**Text section**
━━━━━━
Julia Stiles is nervous because she has her Julliard audition later that day. She confides in her good CHRISTIAN friend: “I kept messing up these pirouettes, it was really frustrating. But It’ll be okay. My mom’s going to be there. She’s going to drive me after lunch.” Dude! Don’t jinx it! Oldest proverb in the book: don’t count your moms being there before they don’t die in a car accident!
Julia Stiles’s friend makes her pray about it, and I’m sorry I keep mentioning this—it’s just a really jarring choice that they code Julia Stiles’s uptight white life as CHRISTIAN and her forthcoming integrated life as… godless? Because they do grinding? Her Christian friend IS racist, and the cool Black people DO help Julia Stiles find herself, no thanks to Jesus, so maybe it’s not a clear virtuous/naughty binary, but remember when a white person could be openly racist in an ostensibly progressive movie and just be framed as kind of a silly goose? Because it was considered normal/understandable at the time for good Christian suburban white people to be kinda freaked out by Black people?? That tension is pretty much the whole log line for this movie, so idk what I’m asking for!
Anyhoo, they pray, and then Julia Stiles’s mom calls and is like “sorry bitch, gotta work, hope you dance good or whatever,” and Stiles is like, “Mooooom, this is the hardest most important day of my life, you have to be there! You promised!” And the mom is like HEY FOUR LEAF CLOVER NECKLACES AIN’T FREE, but she bails on work early and fast ‘n’ furiouses her ass off to get to the audition and BAM! Dead as a doornail. Which, admittedly, sucks.
The movie does that thing where at the MOMENT of her mom’s death, Julia Stiles FALTERS and STUMBLES in her contemporary dance piece! Which I feel like people do all the time in otherwise grounded dramas without ever acknowledging that… you just turned this into a wizard movie? Oh, did she fall during her dance because she felt a great disturbance, as if millions of voices suddenly cried out in terror and were suddenly silenced??????? Certainly a normal occurrence for any normal non-magical ballerina! Like why go to the trouble of establishing Julia Stiles as a psychic elf who can smell car accidents with her feet if you’re just going to waste it? Wake me up when they make Save the LEGOLAST Dance!!!!!
━━━━━━
**Record excerpts**
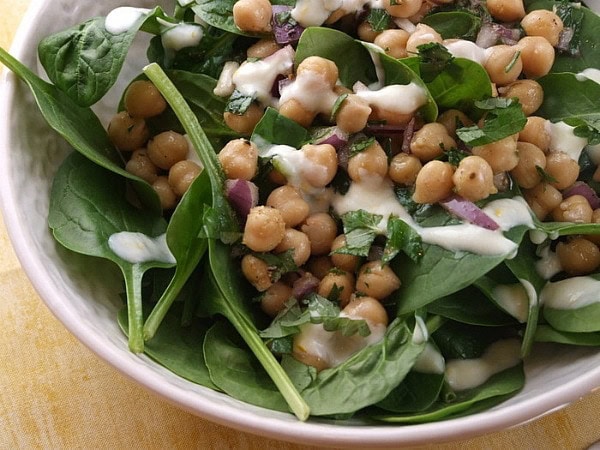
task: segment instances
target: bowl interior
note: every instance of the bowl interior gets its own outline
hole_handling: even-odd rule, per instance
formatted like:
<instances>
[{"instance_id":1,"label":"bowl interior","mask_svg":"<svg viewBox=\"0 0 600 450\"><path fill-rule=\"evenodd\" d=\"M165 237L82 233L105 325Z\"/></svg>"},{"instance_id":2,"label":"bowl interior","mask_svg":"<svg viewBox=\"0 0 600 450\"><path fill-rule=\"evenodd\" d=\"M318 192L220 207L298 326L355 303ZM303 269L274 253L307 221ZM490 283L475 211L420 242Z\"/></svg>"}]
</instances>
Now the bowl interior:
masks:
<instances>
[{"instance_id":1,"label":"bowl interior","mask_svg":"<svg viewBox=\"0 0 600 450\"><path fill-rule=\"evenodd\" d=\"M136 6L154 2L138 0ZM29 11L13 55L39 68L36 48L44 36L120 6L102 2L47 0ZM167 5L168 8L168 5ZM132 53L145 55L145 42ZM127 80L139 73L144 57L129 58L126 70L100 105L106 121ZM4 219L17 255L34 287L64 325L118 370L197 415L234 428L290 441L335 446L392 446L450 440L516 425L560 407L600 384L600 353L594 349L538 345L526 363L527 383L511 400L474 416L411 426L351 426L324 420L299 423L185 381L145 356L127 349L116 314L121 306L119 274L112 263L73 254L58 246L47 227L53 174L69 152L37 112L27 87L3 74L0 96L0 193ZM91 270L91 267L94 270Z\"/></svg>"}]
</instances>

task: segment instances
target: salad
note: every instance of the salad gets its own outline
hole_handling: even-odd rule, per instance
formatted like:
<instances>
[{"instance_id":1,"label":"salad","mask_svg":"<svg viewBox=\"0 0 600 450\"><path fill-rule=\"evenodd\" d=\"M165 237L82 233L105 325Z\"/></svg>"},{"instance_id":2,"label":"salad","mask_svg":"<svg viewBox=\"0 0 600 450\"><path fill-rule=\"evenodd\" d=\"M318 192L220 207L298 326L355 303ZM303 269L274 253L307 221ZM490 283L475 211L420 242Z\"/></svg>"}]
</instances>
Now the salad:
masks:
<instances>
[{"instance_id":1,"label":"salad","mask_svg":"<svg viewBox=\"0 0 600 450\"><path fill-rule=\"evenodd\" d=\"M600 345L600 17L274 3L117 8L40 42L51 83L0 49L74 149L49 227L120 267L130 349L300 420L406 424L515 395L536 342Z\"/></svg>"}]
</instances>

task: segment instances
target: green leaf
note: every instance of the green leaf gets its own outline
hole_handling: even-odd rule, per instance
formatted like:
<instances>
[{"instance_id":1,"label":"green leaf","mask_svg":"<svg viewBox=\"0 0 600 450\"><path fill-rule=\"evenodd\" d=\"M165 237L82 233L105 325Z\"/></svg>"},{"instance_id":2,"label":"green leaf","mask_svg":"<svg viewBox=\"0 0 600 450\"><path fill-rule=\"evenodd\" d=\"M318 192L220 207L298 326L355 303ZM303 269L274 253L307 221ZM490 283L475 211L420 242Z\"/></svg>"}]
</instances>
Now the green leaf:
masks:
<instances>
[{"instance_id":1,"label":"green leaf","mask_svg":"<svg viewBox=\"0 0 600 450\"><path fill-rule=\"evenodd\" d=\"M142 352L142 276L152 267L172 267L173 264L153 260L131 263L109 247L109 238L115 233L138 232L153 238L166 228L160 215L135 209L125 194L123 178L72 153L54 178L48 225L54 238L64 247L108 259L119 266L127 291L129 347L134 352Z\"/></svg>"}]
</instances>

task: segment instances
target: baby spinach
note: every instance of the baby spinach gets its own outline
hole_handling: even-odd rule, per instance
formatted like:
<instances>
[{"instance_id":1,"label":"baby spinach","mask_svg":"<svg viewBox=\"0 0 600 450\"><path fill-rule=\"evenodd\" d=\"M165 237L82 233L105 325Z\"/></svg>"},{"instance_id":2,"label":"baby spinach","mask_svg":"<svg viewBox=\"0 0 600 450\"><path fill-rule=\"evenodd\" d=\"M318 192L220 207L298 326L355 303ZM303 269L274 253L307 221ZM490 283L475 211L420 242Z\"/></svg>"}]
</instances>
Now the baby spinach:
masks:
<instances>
━━━━━━
**Required tasks**
(a) Decide whether each statement agrees with the movie recap: (i) Julia Stiles's mother leaves work early. (ii) Julia Stiles herself proposes the prayer. (iii) Julia Stiles stumbles during a classical ballet piece. Answer yes or no for each and quote the deciding words.
(b) Return the part of the movie recap between "Anyhoo, they pray, and" and "Which, admittedly, sucks.", inclusive, copied word for word.
The lines are separate material from the movie recap.

**Worked answers**
(a)
(i) Yes: "she bails on work early"
(ii) No: "Julia Stiles’s friend makes her pray about it"
(iii) No: "FALTERS and STUMBLES in her contemporary dance piece"

(b)
Anyhoo, they pray, and then Julia Stiles’s mom calls and is like “sorry bitch, gotta work, hope you dance good or whatever,” and Stiles is like, “Mooooom, this is the hardest most important day of my life, you have to be there! You promised!” And the mom is like HEY FOUR LEAF CLOVER NECKLACES AIN’T FREE, but she bails on work early and fast ‘n’ furiouses her ass off to get to the audition and BAM! Dead as a doornail. Which, admittedly, sucks.